**Records for this task**:
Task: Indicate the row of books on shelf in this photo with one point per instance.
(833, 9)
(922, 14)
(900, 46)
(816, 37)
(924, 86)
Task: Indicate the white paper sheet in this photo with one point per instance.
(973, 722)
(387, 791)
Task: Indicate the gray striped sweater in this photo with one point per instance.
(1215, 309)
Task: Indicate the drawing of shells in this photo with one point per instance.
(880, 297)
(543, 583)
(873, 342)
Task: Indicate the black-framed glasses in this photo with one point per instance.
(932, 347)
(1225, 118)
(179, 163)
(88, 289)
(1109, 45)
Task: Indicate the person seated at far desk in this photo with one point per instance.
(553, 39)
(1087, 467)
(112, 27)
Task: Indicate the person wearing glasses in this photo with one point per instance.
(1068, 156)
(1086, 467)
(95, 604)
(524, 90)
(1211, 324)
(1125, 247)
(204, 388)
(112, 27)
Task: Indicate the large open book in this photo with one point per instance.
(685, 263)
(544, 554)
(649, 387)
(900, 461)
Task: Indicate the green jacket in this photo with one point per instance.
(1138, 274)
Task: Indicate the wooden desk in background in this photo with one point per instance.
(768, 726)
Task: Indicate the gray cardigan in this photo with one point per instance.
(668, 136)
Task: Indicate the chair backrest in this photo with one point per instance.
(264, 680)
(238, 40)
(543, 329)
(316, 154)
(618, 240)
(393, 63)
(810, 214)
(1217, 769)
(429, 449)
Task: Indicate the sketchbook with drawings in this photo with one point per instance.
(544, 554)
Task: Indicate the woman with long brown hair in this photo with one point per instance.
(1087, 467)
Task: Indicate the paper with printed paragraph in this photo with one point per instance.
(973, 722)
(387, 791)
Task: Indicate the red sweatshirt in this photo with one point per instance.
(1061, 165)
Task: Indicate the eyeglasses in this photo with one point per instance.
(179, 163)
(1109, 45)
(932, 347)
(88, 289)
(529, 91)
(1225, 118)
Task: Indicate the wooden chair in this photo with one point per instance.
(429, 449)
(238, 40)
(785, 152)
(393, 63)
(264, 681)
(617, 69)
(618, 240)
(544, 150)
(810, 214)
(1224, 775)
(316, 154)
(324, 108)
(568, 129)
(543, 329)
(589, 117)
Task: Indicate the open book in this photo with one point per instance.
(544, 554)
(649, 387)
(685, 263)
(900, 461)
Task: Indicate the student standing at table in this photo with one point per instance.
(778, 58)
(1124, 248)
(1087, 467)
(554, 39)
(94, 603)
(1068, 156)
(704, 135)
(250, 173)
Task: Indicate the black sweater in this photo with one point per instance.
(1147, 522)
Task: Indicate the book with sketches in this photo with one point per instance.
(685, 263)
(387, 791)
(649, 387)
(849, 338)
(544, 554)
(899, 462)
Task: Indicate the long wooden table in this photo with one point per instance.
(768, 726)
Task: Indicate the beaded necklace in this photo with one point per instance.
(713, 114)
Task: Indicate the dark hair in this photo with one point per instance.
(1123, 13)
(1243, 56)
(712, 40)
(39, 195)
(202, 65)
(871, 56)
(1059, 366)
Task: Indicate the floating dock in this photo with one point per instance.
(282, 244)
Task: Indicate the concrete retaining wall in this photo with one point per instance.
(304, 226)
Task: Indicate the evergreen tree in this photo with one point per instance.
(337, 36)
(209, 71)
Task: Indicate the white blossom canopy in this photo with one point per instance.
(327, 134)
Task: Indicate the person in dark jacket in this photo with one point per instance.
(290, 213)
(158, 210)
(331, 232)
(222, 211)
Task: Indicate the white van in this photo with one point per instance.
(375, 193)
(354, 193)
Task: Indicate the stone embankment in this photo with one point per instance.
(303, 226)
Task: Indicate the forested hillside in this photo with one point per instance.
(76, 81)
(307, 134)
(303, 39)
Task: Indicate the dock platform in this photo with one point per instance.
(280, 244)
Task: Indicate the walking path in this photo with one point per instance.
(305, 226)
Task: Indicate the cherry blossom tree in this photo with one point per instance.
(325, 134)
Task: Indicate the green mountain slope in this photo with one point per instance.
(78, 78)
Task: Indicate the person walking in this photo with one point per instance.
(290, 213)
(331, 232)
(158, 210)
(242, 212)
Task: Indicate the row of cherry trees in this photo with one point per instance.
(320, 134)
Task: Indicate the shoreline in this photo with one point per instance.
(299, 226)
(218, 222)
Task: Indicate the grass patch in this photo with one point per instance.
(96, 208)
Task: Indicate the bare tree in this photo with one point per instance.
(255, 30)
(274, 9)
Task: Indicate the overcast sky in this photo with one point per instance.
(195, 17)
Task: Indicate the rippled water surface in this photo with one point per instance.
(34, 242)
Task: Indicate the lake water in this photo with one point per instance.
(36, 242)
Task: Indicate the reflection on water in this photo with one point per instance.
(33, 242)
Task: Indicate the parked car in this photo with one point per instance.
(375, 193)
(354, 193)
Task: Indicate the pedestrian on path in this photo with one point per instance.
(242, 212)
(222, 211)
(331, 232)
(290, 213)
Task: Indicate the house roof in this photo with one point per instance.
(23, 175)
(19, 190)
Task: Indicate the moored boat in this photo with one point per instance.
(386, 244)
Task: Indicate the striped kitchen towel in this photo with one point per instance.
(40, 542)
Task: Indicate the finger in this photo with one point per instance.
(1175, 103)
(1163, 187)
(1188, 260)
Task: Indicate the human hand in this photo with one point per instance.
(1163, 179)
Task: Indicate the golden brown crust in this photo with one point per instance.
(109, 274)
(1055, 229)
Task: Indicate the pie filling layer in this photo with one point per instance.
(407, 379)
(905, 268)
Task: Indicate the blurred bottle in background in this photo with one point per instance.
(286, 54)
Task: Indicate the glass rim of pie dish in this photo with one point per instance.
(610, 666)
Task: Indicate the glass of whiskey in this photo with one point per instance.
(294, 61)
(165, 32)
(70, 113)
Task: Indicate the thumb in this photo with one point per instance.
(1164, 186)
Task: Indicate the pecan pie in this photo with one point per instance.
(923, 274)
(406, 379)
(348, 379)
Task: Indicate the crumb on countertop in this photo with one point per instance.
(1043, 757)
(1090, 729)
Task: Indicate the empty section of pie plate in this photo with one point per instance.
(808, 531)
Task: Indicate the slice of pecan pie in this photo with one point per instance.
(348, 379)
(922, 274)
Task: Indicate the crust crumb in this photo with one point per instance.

**Task to complete**: Please repeat all the records above, substituting "Mark" for "Indicate" and keeping every other part unchanged.

**Final answer**:
Task: Mark the row of books on shelf in this photo with one point per instance.
(833, 9)
(922, 14)
(900, 46)
(816, 37)
(924, 86)
Task: Mark the white paper sheet in this photo with one point per instance.
(973, 722)
(387, 791)
Task: Mark the gray striped sweater in this photo with one point per instance.
(1215, 309)
Task: Mark the drawing of shells in this photo with one point per instance.
(880, 297)
(543, 583)
(873, 342)
Task: Mark the black-framed glasses in this photo with one point per instance.
(932, 347)
(1225, 118)
(179, 163)
(88, 289)
(1109, 45)
Task: Mark the person seated at far desk in this photo with one point per instance.
(553, 39)
(1087, 467)
(112, 27)
Task: Mark the person wearing glasses in this photo with one point per instance.
(1068, 156)
(1086, 467)
(95, 604)
(524, 90)
(1211, 324)
(1125, 247)
(204, 388)
(112, 27)
Task: Mark the large open book in this photo with one point per instance.
(685, 263)
(544, 554)
(649, 387)
(900, 461)
Task: Mark the green jacket in this photo with one point per instance.
(1138, 274)
Task: Mark the wooden desk in background in this photo with one point per instance.
(768, 726)
Task: Mark the gray cardigan in this photo with one point per instance.
(668, 136)
Task: Mark the chair backrest in this photo with one point per instance.
(264, 680)
(238, 40)
(543, 329)
(316, 154)
(618, 240)
(393, 63)
(810, 214)
(1217, 769)
(429, 449)
Task: Mark the sketchbook with drawings in this photo with one point per instance.
(544, 554)
Task: Mark the woman with long brown hair in this photo with one point per instance.
(1087, 467)
Task: Mark the paper with printed paragraph in this photo with one point per instance.
(973, 722)
(387, 791)
Task: Mark the red sweatshirt in this photo with one point per instance.
(1061, 165)
Task: Mark the eyeglasses in this photo with one point per instance.
(179, 163)
(1109, 45)
(932, 347)
(88, 289)
(529, 91)
(1225, 118)
Task: Mark the wooden chair in this photo with one point per instance.
(429, 449)
(238, 40)
(785, 152)
(393, 63)
(264, 681)
(617, 69)
(618, 240)
(544, 150)
(810, 214)
(1224, 775)
(316, 154)
(324, 108)
(568, 129)
(543, 329)
(589, 117)
Task: Mark the open book in this photo with one point per instance.
(544, 554)
(649, 387)
(685, 263)
(900, 461)
Task: Mark the student standing at table in this photo with one point per instance.
(778, 58)
(1124, 248)
(1087, 467)
(554, 39)
(94, 603)
(1068, 156)
(704, 135)
(250, 173)
Task: Mark the black sweater in this photo with one point per instance.
(1147, 522)
Task: Mark the book with sketches in this photo with one point per instance.
(685, 263)
(387, 791)
(649, 387)
(849, 338)
(544, 554)
(899, 462)
Task: Mark the long wooden table in this photo with one point per instance.
(768, 726)
Task: Mark the beaded necklace in this photo with one point per instance.
(713, 114)
Task: Mark the dark hair in this photo with one point per instance.
(1123, 13)
(1243, 56)
(712, 40)
(39, 195)
(202, 65)
(871, 56)
(1059, 366)
Task: Mark the floating dock in this photo with one point per instance.
(282, 244)
Task: Mark the concrete retaining wall in this photo with one point per instance.
(304, 226)
Task: Mark the evergreen tree in this photo with one point per instance.
(337, 36)
(209, 71)
Task: Mark the white blossom canopy in this photo with one point per instance.
(327, 134)
Task: Mark the person in dark jacket in this photo with one point per instance.
(290, 213)
(158, 210)
(331, 232)
(222, 211)
Task: Mark the white van in this photo with one point per instance.
(375, 193)
(354, 193)
Task: Mark the stone embankment in this photo with one point per instance.
(303, 226)
Task: Mark the forested hillside in this photo with one point per instance.
(76, 81)
(307, 134)
(303, 39)
Task: Mark the dock platform in this photo with one point per instance.
(280, 244)
Task: Mark the walking path in this photo with one point per instance.
(305, 226)
Task: Mark the cherry blossom tree in this photo with one point per instance.
(325, 134)
Task: Mark the green mountain slope in this photo with one point per instance.
(78, 78)
Task: Mark the person walking in this photo with one point per instance.
(290, 213)
(331, 232)
(158, 210)
(242, 212)
Task: Mark the row of cherry trees in this photo with one point per instance.
(320, 134)
Task: Mark the shoreline in this photo with one point per instance.
(299, 226)
(218, 222)
Task: Mark the grass patch in this photo with one point per instance.
(96, 208)
Task: Mark the bare tree in this photo with one point per instance.
(255, 30)
(274, 9)
Task: Mark the overcast sky in this photo with one point per instance.
(195, 17)
Task: Mark the rippled water surface in this photo with one point per instance.
(34, 242)
Task: Mark the lake water in this photo with one point per instance.
(36, 242)
Task: Mark the reflection on water in this photo with one point per instance.
(33, 242)
Task: Mark the parked car in this photo with one point per instance.
(375, 193)
(354, 193)
Task: Mark the pedestrian on path in this photo with one point per instance.
(242, 212)
(222, 211)
(331, 232)
(290, 213)
Task: Mark the house roof in this photo with one point per instance.
(23, 175)
(19, 190)
Task: Mark the moored boat in this photo with one point per instance.
(386, 244)
Task: Mark the striped kitchen towel in this photo with one point per instance.
(40, 542)
Task: Mark the finger in this photo with one point per instance.
(1175, 103)
(1163, 187)
(1188, 260)
Task: Mark the human hand in this photo with one point per instance.
(1163, 179)
Task: Mark the golden brown crust in this photo with one point per instance.
(109, 274)
(1055, 229)
Task: Mark the pie filling layer in this photo with one point per instance.
(407, 379)
(905, 268)
Task: Mark the blurred bottle in background in this photo with one point per instance.
(286, 54)
Task: Mark the glass rim of pie dish in this photo with one point per instance.
(610, 666)
Task: Mark the glass of whiskey in this photo with one point per instance.
(294, 61)
(165, 32)
(70, 113)
Task: Mark the thumb in this photo with one point per instance.
(1164, 186)
Task: Mark the pecan pie in this photo with one point per instance.
(923, 274)
(406, 379)
(348, 379)
Task: Mark the crumb on countertop in this photo with one point per instance.
(1043, 757)
(1090, 729)
Task: Mark the empty section of pie plate in this photo with one point per instance.
(808, 531)
Task: Mark the slice of pecan pie in this photo with one point per instance.
(348, 379)
(922, 274)
Task: Mark the crust crumb in this photo with one point per instance.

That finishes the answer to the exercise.